### [Document excerpt]
Today I cleaned for ….let’s
see what name should I give my friend with all the little chairs around her
house. I’m tempted to call her the chair
lady. Sandy-that will be her name. Oh I was so determined not to clean a window
today and I ended up cleaning two. Sandy has some of the coolest decorating ideas. One of my favorites is paper taped to
windows. Or leaves. I don’t know where she finds the paper, the
edges are soft instead of clean as they would be if the pieces were cut with
scissors, and there are usually specks of something mixed into the translucent
fibers. The windows I cleaned today had
paper on the lower full sized pane, and a whole leaf taped on each of four long
skinny panes for the upper window. Sandy lives in an old house in the same neighborhood where
the Anthony’s used to live.
Ok I just remembered, I
already gave Sandy another name.

### [Data listing]
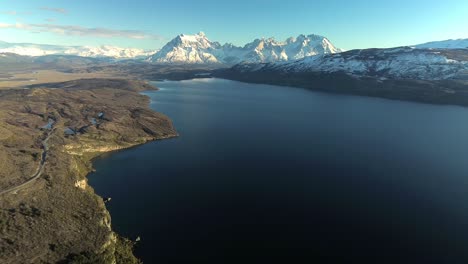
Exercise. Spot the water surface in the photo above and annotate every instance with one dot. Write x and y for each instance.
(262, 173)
---
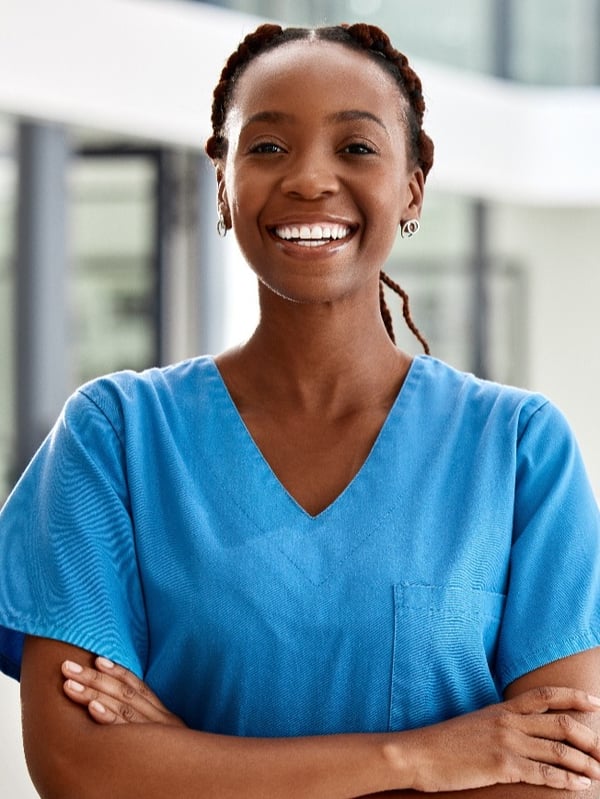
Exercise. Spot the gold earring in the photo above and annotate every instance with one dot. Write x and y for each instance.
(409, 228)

### [Exercise requirements]
Extract the full post about cleaning Sandy's house, reproducing every word and punctuation mark without changes.

### [Finished exercise]
Today I cleaned for ….let’s
see what name should I give my friend with all the little chairs around her
house. I’m tempted to call her the chair
lady. Sandy-that will be her name. Oh I was so determined not to clean a window
today and I ended up cleaning two. Sandy has some of the coolest decorating ideas. One of my favorites is paper taped to
windows. Or leaves. I don’t know where she finds the paper, the
edges are soft instead of clean as they would be if the pieces were cut with
scissors, and there are usually specks of something mixed into the translucent
fibers. The windows I cleaned today had
paper on the lower full sized pane, and a whole leaf taped on each of four long
skinny panes for the upper window. Sandy lives in an old house in the same neighborhood where
the Anthony’s used to live.
Ok I just remembered, I
already gave Sandy another name.